--- Stored data ---

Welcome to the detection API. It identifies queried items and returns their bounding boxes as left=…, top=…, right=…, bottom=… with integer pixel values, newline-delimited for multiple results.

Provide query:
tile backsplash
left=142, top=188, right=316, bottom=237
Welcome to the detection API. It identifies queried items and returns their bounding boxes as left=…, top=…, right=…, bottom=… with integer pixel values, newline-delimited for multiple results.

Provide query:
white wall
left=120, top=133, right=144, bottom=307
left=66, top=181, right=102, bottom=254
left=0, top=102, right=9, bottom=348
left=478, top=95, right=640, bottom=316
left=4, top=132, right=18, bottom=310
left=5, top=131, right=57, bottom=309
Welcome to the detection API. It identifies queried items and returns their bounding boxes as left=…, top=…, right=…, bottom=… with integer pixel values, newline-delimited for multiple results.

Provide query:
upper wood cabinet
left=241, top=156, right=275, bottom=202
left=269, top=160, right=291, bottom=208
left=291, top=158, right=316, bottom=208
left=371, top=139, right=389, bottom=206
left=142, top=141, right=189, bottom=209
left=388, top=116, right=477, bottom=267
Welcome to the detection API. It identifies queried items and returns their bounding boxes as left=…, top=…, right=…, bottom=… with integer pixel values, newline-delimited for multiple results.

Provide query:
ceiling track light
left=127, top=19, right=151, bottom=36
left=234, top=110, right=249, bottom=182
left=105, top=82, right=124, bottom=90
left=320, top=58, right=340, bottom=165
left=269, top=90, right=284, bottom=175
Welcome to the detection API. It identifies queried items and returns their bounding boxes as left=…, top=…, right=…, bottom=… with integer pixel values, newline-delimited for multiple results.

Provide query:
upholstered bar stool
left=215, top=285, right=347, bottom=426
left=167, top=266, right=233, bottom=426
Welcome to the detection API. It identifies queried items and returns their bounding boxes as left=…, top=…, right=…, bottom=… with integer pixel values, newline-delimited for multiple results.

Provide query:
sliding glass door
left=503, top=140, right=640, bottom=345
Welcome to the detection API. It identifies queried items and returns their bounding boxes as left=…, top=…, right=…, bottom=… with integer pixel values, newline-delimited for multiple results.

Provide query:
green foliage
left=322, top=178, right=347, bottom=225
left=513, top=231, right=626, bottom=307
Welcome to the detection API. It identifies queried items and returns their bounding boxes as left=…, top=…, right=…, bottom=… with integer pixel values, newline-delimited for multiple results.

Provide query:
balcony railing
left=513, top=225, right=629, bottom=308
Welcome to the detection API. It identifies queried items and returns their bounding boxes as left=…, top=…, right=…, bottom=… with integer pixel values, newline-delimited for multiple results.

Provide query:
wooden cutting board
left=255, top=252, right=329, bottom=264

---

What the task asks: Can you put each line of the data above into a Markdown table with two columns, Row and Line, numbering the rows and leaving out blank lines?

Result of the exercise:
| Row | Line |
|---|---|
| 1 | Welcome to the detection API. It identifies queried items and returns their bounding boxes as left=…, top=…, right=…, bottom=… with integer pixel values, newline-delimited for multiple results. |
| 2 | Provide query: |
| 3 | tile backsplash |
| 4 | left=142, top=188, right=316, bottom=237 |
| 5 | Welcome to the detection API. It identifies queried items and returns their bounding boxes as left=…, top=…, right=…, bottom=… with integer pixel values, newline-delimited for multiple results. |
| 6 | Provide query: |
| 7 | white wall |
| 8 | left=120, top=133, right=144, bottom=307 |
| 9 | left=66, top=181, right=102, bottom=254 |
| 10 | left=0, top=102, right=9, bottom=348 |
| 11 | left=478, top=95, right=640, bottom=316 |
| 12 | left=4, top=132, right=18, bottom=310 |
| 13 | left=5, top=131, right=57, bottom=309 |
| 14 | Welcome to the detection API. It identifies queried items and returns their bounding boxes as left=…, top=…, right=…, bottom=… with integer pixel values, newline-delimited for multiple results. |
| 15 | Provide query: |
| 16 | upper wood cabinet |
| 17 | left=241, top=156, right=275, bottom=202 |
| 18 | left=269, top=160, right=291, bottom=208 |
| 19 | left=291, top=158, right=316, bottom=208 |
| 20 | left=371, top=139, right=389, bottom=206 |
| 21 | left=142, top=141, right=189, bottom=209 |
| 22 | left=388, top=116, right=477, bottom=267 |
| 23 | Welcome to the detection API. It identifies queried items and returns their bounding boxes as left=…, top=…, right=…, bottom=… with integer pixel values, newline-delimited for multiple results. |
| 24 | Provide query: |
| 25 | ceiling track light |
| 26 | left=127, top=19, right=151, bottom=36 |
| 27 | left=234, top=110, right=249, bottom=182 |
| 28 | left=105, top=82, right=124, bottom=90 |
| 29 | left=320, top=58, right=340, bottom=165 |
| 30 | left=269, top=90, right=284, bottom=175 |
| 31 | Welcome to the detection API. It identifies queried items and returns their bounding boxes as left=…, top=…, right=…, bottom=… with integer pixel values, newline-delimited for multiple results. |
| 32 | Provide query: |
| 33 | upholstered bar stool |
| 34 | left=215, top=285, right=347, bottom=426 |
| 35 | left=167, top=266, right=233, bottom=426 |
| 36 | Welcome to the detection API. It identifies queried items and returns their bounding boxes as left=…, top=…, right=…, bottom=… with integer pixel values, newline-delimited for multiple results. |
| 37 | Provide query: |
| 38 | sliding glass door |
| 39 | left=503, top=140, right=640, bottom=345 |
| 40 | Welcome to the detection API. It identifies queried items and returns their bounding boxes as left=…, top=…, right=…, bottom=… with integer pixel values, newline-delimited for multiple results. |
| 41 | Provide query: |
| 42 | green foliage |
| 43 | left=322, top=178, right=347, bottom=225 |
| 44 | left=513, top=231, right=626, bottom=307 |
| 45 | Welcome to the detection API. It identifies queried items and returns their bounding boxes as left=…, top=…, right=…, bottom=… with integer pixel values, newline-delimited for multiple results. |
| 46 | Provide query: |
| 47 | balcony railing |
| 48 | left=513, top=225, right=629, bottom=308 |
| 49 | Welcome to the detection API. It identifies queried items and returns their bounding boxes as left=…, top=…, right=…, bottom=… with integer pixel values, newline-delimited for multiple results. |
| 50 | Provide query: |
| 51 | wooden cutting board |
| 52 | left=255, top=252, right=329, bottom=264 |